───── Passage shown ─────
RTP

German banking magazine names Request to Pay provider PAYCY Solution of the Month

Bettina Rose - Head of Market Strategy and Market Portfolio Payments & CEO PAYCY

Bettina Rose

Head of Business Development & CEO PAYCY

  • 01/30/2026
  • Reading time 4 minutes
PAYCY Request to Pay
Key Takeaways
  • Request to Pay offers a comprehensive opportunity to improve customer loyalty by strengthening digital invoicing processes and tapping into new sources of revenue.

  • PAYCY is the first bank-neutral whitelabel platform for Request to Pay in Europe.

  • PAYCY thus eliminates the problem of cross-bank communication necessary to facilitate Request to Pay.

SEPA Request to Pay has been an official message format since 2021 and is now becoming established in the industry. Bettina Rose explains what Request to Pay is all about, how it works, and what convinced Bankmagazin of the merits of the PAYCY solution.

What is Request to Pay?

Request to Pay (RTP) is a payment scheme that allows the biller to send a payment request directly to the payer's bank account. It is typically used by corporate customers who send invoices electronically; RTP can deliver the invoice itself as metadata and thus makes the bank account the Single Point of Truth.

For invoice issuers, manual processes and postage costs are eliminated, as other attachments can be delivered directly to the invoice recipient's bank account in addition to the invoice itself, and the entire payment process is digital (i.e., automatable). Unlike direct debit, transfers associated with RTP cannot be returned, making the payment secure and final.

How does Request to Pay work?

An invoice issuer submits the invoice data to their bank, which forwards this information in the form of an RTP request. The system typically operates in what is known as a 4-corner model: the invoice issuer, the invoice issuer's bank, the recipient's bank, and the end customer form the four corners.

The recipient sees the payment request in their banking app, online banking, or, for business customers, embedded in their ERP environment. The recipient can immediately approve, reject, or mark the request for later, or—depending on the options offered by the bank—choose alternative payment methods. It is important to note that Request to Pay is not a clearing system in its own right: The actual movement of funds takes place via the existing payment infrastructure, with RTP often linked to instant payments.

The combination of e-invoicing and RTP eliminates the previous media discontinuity between billing and banking: The account acts as a single point of truth, facilitating automatic posting and reconciliation and increasing straight-through processing rates.

How can banks make use of Request to Pay?

For banks, RTP represents both a technical and a strategic framework for action. Technically, institutions must provide interfaces and connect to RTP networks or, in the unique case of PAYCY, to a broker platform so that requests can be reliably delivered in a 1:n scenario. Platforms such as PAYCY often take on the role of “digital postman” to ensure deliverability.
─────
§ **What is asked**:
**A.** Return each line of the records that contains the string "side", matching case exactly.
**B.** Extend the article on Request to Pay, picking up right after its last sentence.
───── Data supplied ─────
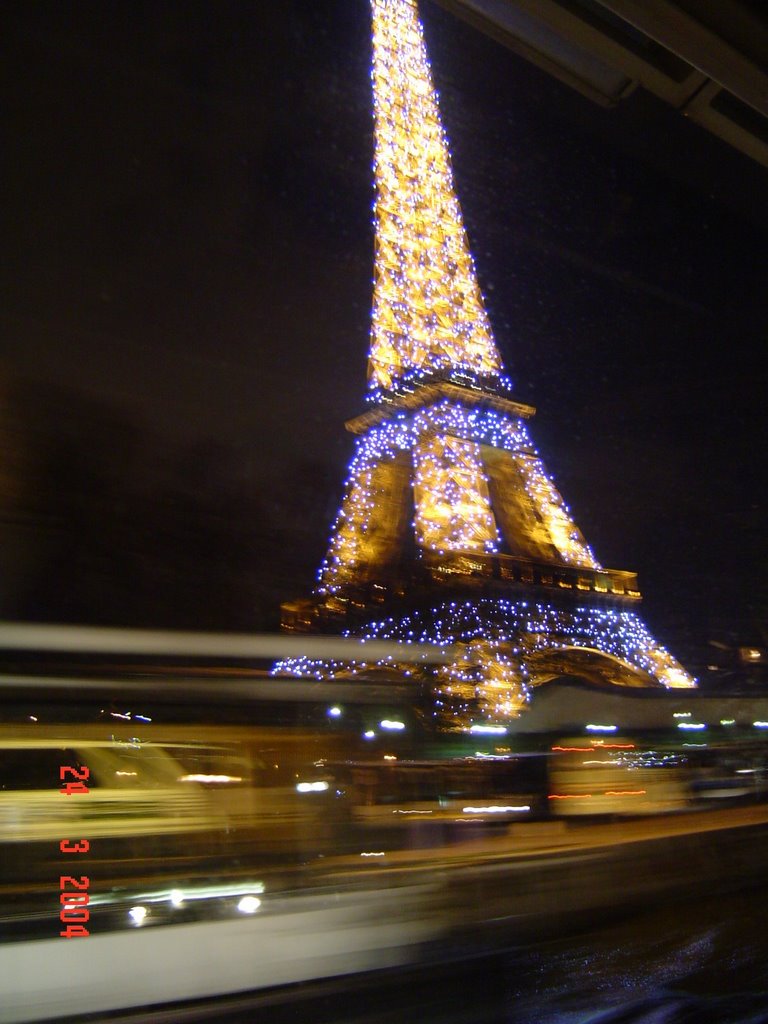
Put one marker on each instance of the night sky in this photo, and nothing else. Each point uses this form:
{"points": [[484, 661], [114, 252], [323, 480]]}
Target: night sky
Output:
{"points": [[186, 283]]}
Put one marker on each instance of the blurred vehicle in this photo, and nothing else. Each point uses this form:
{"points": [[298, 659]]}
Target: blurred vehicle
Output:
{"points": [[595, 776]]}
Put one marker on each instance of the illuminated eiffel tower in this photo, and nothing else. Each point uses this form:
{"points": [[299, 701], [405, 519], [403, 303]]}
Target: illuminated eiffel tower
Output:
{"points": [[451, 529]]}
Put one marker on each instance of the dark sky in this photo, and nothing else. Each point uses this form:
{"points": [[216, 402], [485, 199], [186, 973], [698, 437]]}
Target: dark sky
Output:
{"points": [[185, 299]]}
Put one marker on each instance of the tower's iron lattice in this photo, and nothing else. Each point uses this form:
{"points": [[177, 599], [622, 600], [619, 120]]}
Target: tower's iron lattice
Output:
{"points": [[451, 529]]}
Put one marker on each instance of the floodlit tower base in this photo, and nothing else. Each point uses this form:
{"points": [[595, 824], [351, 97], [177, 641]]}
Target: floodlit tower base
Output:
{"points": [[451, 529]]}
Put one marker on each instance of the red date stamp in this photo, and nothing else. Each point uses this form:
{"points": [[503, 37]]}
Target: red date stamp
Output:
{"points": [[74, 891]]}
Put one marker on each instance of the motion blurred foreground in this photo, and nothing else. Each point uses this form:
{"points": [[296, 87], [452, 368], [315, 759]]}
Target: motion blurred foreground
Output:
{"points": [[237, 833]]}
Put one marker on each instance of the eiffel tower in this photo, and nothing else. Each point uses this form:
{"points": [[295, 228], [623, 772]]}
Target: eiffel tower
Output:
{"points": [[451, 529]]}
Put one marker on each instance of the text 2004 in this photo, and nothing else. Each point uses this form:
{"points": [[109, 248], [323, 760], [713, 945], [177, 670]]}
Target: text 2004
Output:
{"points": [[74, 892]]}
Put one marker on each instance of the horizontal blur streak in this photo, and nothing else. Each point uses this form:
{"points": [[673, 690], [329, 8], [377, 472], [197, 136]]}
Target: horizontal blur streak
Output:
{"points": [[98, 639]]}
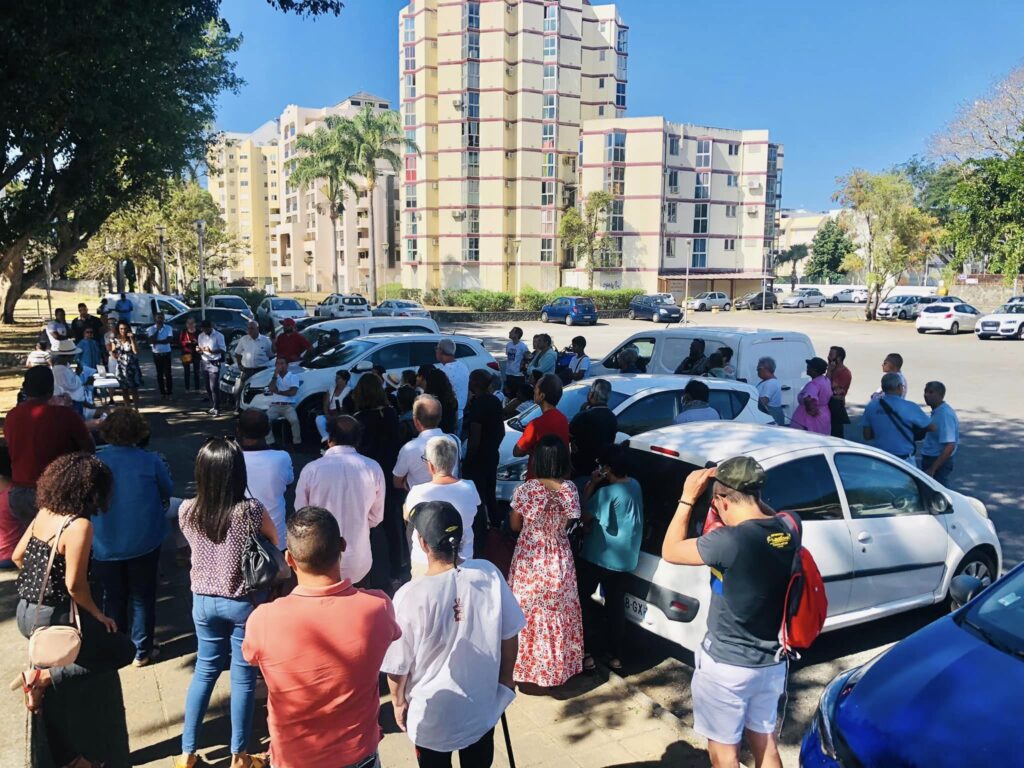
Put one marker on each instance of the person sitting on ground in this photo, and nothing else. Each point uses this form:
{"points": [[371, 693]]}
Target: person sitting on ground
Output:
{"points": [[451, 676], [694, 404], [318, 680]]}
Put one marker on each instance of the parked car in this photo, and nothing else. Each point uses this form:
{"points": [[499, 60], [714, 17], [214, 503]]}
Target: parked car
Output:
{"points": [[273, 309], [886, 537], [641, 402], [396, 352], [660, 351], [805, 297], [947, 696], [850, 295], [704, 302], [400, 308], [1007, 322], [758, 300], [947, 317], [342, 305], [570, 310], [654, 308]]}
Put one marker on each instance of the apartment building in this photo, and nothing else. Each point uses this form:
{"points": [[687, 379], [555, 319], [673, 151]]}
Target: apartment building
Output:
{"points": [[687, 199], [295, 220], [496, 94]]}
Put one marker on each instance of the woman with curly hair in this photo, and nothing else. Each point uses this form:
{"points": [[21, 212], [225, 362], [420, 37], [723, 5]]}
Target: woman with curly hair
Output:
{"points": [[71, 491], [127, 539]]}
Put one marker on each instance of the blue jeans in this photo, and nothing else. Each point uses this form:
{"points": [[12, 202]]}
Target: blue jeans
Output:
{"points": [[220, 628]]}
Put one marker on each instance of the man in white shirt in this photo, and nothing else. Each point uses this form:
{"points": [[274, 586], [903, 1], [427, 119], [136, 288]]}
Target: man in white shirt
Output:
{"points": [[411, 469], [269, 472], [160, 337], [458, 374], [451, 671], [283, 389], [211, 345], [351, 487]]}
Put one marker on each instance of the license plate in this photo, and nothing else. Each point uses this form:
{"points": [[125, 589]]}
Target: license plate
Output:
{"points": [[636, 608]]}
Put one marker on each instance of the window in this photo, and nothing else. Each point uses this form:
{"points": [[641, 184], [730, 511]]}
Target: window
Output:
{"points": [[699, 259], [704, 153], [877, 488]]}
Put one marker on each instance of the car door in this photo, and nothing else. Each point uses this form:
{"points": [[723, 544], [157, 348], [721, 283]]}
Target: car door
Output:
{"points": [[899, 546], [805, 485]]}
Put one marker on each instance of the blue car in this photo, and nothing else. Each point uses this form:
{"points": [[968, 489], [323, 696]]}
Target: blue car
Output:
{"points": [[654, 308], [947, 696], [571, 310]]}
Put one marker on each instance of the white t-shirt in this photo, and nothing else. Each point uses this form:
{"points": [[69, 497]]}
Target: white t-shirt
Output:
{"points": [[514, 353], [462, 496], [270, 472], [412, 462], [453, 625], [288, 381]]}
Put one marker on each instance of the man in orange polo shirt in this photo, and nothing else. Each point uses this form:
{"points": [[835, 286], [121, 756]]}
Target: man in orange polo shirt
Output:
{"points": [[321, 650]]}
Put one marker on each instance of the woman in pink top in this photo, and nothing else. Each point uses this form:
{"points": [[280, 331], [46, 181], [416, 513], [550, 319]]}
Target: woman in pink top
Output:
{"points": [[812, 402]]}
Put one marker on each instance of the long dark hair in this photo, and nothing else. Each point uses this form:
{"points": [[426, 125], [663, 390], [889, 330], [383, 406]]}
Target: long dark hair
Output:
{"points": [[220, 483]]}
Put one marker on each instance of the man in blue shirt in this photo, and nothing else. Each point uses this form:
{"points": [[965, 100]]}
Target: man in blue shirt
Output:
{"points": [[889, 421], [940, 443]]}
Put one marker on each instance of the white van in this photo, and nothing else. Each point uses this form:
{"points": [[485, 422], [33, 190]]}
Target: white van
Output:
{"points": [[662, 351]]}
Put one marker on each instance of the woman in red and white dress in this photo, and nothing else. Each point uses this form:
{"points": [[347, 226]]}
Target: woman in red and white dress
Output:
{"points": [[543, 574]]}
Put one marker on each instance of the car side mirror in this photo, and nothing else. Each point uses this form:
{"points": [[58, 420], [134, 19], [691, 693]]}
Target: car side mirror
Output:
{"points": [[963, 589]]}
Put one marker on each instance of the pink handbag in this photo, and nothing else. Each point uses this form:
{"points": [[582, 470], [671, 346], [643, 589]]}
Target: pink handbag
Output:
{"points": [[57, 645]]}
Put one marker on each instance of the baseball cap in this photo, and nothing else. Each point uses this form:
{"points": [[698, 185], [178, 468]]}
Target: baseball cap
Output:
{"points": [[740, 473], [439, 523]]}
─────
§ **Response list**:
**A.**
Put one marker on each instance of the car side mirror in this photo, and nothing else. Each point uses this form:
Target: car side mirror

**B.**
Operationally, the aim is to integrate RTP functions into banking apps and corporate portals and enable seamless ERP connections for corporate customers so that invoice recipients can process payment requests directly in the business process and achieve STP workflows. There are also numerous product options available: Banks can link payment requests to additional services, such as instalment payments or buy-now-pay-later for consumers, as well as supply chain financing, factoring, or discounting solutions for corporate customers.

Compliance and risk processes also benefit from linking invoices and payments, as validation steps (e.g., for fraud prevention or sales tax control) can be made more efficient. Strategically, RTP gives banks the opportunity to strengthen the account as a central touchpoint for digital invoicing processes, increase customer loyalty, and tap into new sources of revenue. Because RTP is based on the SEPA Request to Pay Scheme (SRTP) and the instant payment infrastructure, banks can simultaneously support European standards and improve the economic return on their instant payment investments.

What role does PAYCY play?

Given that Request to Pay is based on a 4-corner model and every bank must be able to reach every other bank, PAYCY acts as the central RTP broker in the value chain described above.

As a “digital postman,” the platform checks before sending whether a recipient has an account with an affiliated bank, thus ensuring that an outgoing payment request can actually be delivered. This delivery check solves the classic 1:n problem: Without such an intermediary function, each bank would have to address every other bank individually, which would make it much more difficult to establish a comprehensive network.

PAYCY thus contributes significantly to the accessibility and robustness of the overall system and makes it easier for banks to offer RTP services without having to implement all bilateral technical connections themselves. In practical terms, this means that banks gain reach more quickly and exceptions are reduced by connecting to such a broker platform.

Therefore, PAYCY becomes a central infrastructure factor that ensures the practical deliverability of RTP messages and thus supports the broader market entry of the procedure.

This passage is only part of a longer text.